De wereld is om zeep. En ik heb een rattensmoel. Over deze twee mededelingen wil ik het graag hebben. Laten we beginnen met de rattensmoel. Ik heb hem even moeten opvissen uit de prullenmand van mijn mailbox. ‘Leuteren heeft een gezicht nodig. Uw rattensmoel. Die vroeg of laat vakkundig zal bewerkt worden. Zoals de smoelen van al die andere ratten voor wie profilering een ziekelijke obsessie is geworden.’
 
Voor wie al eens met een mening, beschouwing of analyse in de media komt, zal dit soort proza heel herkenbaar zijn. En vergelijkbaar met wat we elk moment van de dag op nieuws- en andere fora aantreffen. Het is niets om vrolijk van te worden, maar nog veel minder om er je humeur door te laten bederven. Delete. Terug naar de prullenmand.

De overdreven focus op wat kan misgaan, doet vandaag meer kwaad dan goed


Mensen die verbaal agressief - en veelal anoniem - anderen aanvallen, stimuleren een sfeer van angst, negativiteit en pessimisme. Maar ze zijn er beslist niet de hoofdoorzaak van. Dat de wereld om zeep is, krijg je immers dagelijks in veel meer beschaafde bewoordingen te horen en te lezen. Onheilsprofeten met een intellectueel profiel vinden overal vlot een publiek.
::::::::
[Opgaven]:
1) Kun je uit de tekst over de rattensmoel het stuk overnemen dat begint bij "De overdreven focus" en doorloopt tot en met "vlot een publiek."?
2) Kun je de tekst over de rattensmoel voortzetten vanaf de plek waar hij ophoudt?

[Aangeleverde gegevens]:
::::::::
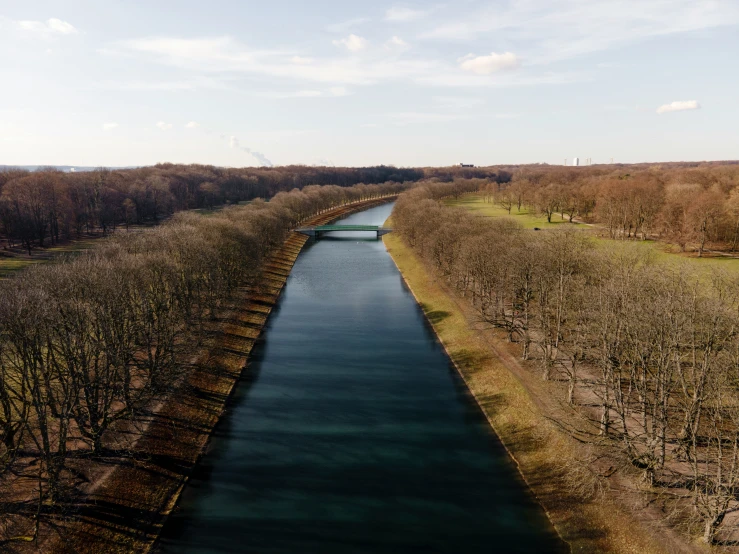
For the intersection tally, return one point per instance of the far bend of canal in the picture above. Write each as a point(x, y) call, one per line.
::::::::
[Verwachte antwoorden]:
1)
De overdreven focus op wat kan misgaan, doet vandaag meer kwaad dan goed


Mensen die verbaal agressief - en veelal anoniem - anderen aanvallen, stimuleren een sfeer van angst, negativiteit en pessimisme. Maar ze zijn er beslist niet de hoofdoorzaak van. Dat de wereld om zeep is, krijg je immers dagelijks in veel meer beschaafde bewoordingen te horen en te lezen. Onheilsprofeten met een intellectueel profiel vinden overal vlot een publiek.

2)
 
We zitten zo in elkaar dat we onmiddellijk gehoor geven en diepgang toedichten aan wie met een pessimistisch verhaal komt, terwijl we optimistische geluiden al gauw wegwuiven als oppervlakkig en naïef.
 
Evolutionair gesproken zijn er misschien goede redenen voor die houding. Als je in de oertijd iets hoorde bewegen in het struikgewas, kon je maar beter van het slechtste uitgaan. Maar die overdreven focus op wat kan misgaan, op wat fout loopt, die doet vandaag meer kwaad dan goed. Zowel in het dagelijkse leven als in de politiek. Daarom wil ik het pessimisme naar de prullenmand verwijzen. Want de wereld is helemaal niet om zeep, integendeel.
 
De afgelopen jaren verschenen publicaties van topacademici zoals de Canadees-Amerikaanse psycholoog Steven Pinker of de vorig jaar overleden Zweedse statisticus Hans Rosling die ons alleen maar optimistisch kunnen stemmen. Er vallen heel wat succesverhalen te vertellen over de wereld van vandaag. Zo leefde in 1966 de helft van de wereldbevolking in extreme armoede. Vandaag is dat nog 9 procent.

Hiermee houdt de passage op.